-- Text shown start --
What this example says is that the multiplicative inverse of 17
modulo 32 is 17. That is because 17 times 17 modulo 32 equals 1.
When using this method, you must test the returned value for
None. If the returned value is None, that means that the number
corresponding to the bitvector on which the method is invoked does
not possess a multiplicative-inverse with respect to the modulus.
When the multiplicative inverse exists, the result returned by
calling multiplicative_inverse() is a bitvector object.
- next_set_bit(self, from_index=0)
- Starting from a given bit position, you can find the position index
of the next set bit by
bv = BitVector(bitstring = '00000000000001')
print(bv.next_set_bit(5)) # 13
In this example, we are asking next_set_bit() to return the index
of the bit that is set after the bit position that is indexed 5. If
no next set bit is found, the method returns -1. A call to
next_set_bit() always returns a number. This method was
contributed originally by Jason Allum and updated subsequently by
John Gleeson.
- pad_from_left(self, n)
- You can pad a bitvector at its the left end with a designated number of
zeros with this method. This method returns the bitvector object on
which it is invoked. So you can think of this method as carrying
out an in-place extension of a bitvector (although, under the hood,
the extension is carried out by giving a new longer _vector
attribute to the bitvector object).
- pad_from_right(self, n)
- You can pad a bitvector at its right end with a designated number of
zeros with this method. This method returns the bitvector object on
which it is invoked. So you can think of this method as carrying
out an in-place extension of a bitvector (although, under the hood,
the extension is carried out by giving a new longer _vector
attribute to the bitvector object).
- permute(self, permute_list)
- This method returns a new bitvector object. Permuting a bitvector means
that you select its bits in the sequence specified by the argument
permute_list.
- rank_of_bit_set_at_index(self, position)
- You can measure the "rank" of a bit that is set at a given
position. Rank is the number of bits that are set up to the
position of the bit you are interested in.
bv = BitVector(bitstring = '01010101011100')
print(bv.rank_of_bit_set_at_index(10)) # 6
The value 6 returned by this call to rank_of_bit_set_at_index() is
the number of bits set up to the position indexed 10 (including
that position). This method throws an exception if there is no bit
set at the argument position. Otherwise, it returns the rank as a
number.
- read_bits_from_file(self, blocksize)
- You can construct bitvectors directly from the bits in a disk file
through the calls shown below. As you can see, this requires two
steps: First you make a call as illustrated by the first statement
below. The purpose of this call is to create a file object that is
associated with the variable bv. Subsequent calls to
read_bits_from_file(n) on this variable return a bitvector for each
block of n bits thus read. The read_bits_from_file() throws an
exception if the argument n is not a multiple of 8.
bv = BitVector(filename = 'somefile')
-- Text shown end --
(Stated task):
Repeat the passage of the BitVector documentation above word for word, between "print(bv.rank_of_bit_set_at_index(10)) # 6" and "- read_bits_from_file(self, blocksize)", inclusive.
-- Source excerpt start --
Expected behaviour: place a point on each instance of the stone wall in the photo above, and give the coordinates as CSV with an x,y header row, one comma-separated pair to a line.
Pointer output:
-- Source excerpt end --
(Finished exercise):
print(bv.rank_of_bit_set_at_index(10)) # 6
The value 6 returned by this call to rank_of_bit_set_at_index() is
the number of bits set up to the position indexed 10 (including
that position). This method throws an exception if there is no bit
set at the argument position. Otherwise, it returns the rank as a
number.
- read_bits_from_file(self, blocksize)